DuetsBlog Collaborations in Creativity & the Law
  • http://uk.linkedin.com/in/interacter Neil Hopkins

    Or, on the flip side – does it ever make sense?
    What is your context around the question? Without knowing that, it’s difficult to think up the answer!
    Neil

  • http://dk.linkedin.com/in/martinlasthein Creative Director Martin Lasthein

    When you have an unforgettable name.

  • http://www.linkedin.com/pub/kitt-depatie/12/474/768 Kitt Depatie

    but a really good logo (because we are such a visual society) can never hurt your brand, hard to say if there is ever a time when it is not necessary..

  • http://www.linkedin.com/pub/shefali-arora/2/585/628 Shefali Arora

    A logo can be substituted with a very strong brand imagery for e.g. in case of Geico you recall the lizard and not the logo, or the Marlborough man and countless other brands that have a higher recall for the image they created than for a logo. However running a brand just on its image recall always runs the risk of being copied. A logo helps to copyright a brands image and therefore most brands don’t go without it.
───
### [Required task 1]
In the DuetsBlog comments, which brand does Shefali Arora say people remember for its lizard rather than its logo?
### [Required task 2]
Reproduce the part of the DuetsBlog comments between "DuetsBlog Collaborations in" and "up the answer!", inclusive.
───
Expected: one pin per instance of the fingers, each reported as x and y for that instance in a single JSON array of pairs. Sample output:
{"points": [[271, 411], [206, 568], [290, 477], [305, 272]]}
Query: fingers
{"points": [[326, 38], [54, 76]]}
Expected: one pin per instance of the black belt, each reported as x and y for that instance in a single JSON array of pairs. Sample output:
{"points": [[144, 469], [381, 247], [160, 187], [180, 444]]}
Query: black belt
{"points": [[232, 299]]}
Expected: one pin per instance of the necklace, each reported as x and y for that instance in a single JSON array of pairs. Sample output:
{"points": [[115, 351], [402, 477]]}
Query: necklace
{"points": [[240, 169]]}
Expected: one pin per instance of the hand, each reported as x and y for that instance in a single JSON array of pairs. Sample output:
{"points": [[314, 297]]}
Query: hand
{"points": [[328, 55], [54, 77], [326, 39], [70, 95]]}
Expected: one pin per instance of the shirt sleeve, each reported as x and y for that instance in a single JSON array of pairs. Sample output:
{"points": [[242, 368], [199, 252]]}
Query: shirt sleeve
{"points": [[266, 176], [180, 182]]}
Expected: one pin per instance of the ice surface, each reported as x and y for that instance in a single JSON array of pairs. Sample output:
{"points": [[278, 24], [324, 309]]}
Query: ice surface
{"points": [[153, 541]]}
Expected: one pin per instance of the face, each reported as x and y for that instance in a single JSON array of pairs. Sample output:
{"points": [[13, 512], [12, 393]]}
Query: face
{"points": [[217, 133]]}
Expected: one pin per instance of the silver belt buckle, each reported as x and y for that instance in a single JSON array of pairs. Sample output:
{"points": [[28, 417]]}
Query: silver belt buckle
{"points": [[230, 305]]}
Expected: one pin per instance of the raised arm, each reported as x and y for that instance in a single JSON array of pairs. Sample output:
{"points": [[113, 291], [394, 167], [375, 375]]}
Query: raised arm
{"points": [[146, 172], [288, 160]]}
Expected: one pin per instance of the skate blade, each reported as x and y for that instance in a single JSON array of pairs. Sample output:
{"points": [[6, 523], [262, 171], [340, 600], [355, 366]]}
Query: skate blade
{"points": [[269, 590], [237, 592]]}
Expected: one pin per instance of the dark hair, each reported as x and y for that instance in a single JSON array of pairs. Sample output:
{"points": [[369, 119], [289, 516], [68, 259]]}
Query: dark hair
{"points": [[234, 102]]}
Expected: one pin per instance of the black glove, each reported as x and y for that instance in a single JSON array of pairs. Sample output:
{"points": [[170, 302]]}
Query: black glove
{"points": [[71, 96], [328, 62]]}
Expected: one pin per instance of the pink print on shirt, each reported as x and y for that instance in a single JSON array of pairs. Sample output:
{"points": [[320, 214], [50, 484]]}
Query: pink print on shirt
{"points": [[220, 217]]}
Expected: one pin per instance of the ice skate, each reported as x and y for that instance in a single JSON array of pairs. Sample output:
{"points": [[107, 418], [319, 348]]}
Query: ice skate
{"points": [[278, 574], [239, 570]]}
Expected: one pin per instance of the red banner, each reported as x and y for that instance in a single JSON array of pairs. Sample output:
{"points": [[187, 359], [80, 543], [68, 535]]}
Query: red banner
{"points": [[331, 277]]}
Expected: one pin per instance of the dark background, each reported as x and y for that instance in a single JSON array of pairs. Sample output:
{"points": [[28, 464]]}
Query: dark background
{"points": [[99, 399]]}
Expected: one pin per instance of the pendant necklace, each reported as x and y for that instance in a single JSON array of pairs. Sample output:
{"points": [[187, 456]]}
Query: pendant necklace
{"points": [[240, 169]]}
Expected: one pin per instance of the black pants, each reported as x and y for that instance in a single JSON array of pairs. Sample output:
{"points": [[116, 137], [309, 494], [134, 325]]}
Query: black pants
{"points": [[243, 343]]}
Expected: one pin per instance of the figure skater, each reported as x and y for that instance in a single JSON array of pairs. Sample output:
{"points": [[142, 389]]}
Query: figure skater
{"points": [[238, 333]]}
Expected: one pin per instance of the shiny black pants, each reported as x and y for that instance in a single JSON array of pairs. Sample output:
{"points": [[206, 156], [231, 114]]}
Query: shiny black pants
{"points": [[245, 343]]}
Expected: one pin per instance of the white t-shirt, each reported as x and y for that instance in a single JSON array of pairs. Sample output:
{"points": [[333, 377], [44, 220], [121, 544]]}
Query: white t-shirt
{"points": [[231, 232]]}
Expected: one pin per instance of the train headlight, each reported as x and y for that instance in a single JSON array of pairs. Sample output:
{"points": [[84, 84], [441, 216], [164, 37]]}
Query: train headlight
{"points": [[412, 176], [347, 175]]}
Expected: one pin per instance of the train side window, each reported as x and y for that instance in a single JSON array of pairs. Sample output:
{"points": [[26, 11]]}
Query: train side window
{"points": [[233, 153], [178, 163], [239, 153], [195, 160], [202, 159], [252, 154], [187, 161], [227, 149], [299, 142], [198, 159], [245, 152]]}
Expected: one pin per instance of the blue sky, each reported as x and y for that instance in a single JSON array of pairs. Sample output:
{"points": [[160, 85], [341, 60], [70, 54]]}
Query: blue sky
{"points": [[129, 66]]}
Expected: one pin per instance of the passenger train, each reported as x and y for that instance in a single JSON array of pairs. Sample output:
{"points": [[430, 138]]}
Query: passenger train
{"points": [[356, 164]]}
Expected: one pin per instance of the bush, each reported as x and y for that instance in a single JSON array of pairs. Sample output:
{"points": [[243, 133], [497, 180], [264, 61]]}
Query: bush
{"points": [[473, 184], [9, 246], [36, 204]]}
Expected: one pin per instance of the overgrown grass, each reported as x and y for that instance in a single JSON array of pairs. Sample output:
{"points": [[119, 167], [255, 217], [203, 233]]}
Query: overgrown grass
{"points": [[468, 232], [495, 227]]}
───
### [Response 1]
Geico

### [Response 2]
DuetsBlog Collaborations in Creativity & the Law
  • http://uk.linkedin.com/in/interacter Neil Hopkins

    Or, on the flip side – does it ever make sense?
    What is your context around the question? Without knowing that, it’s difficult to think up the answer!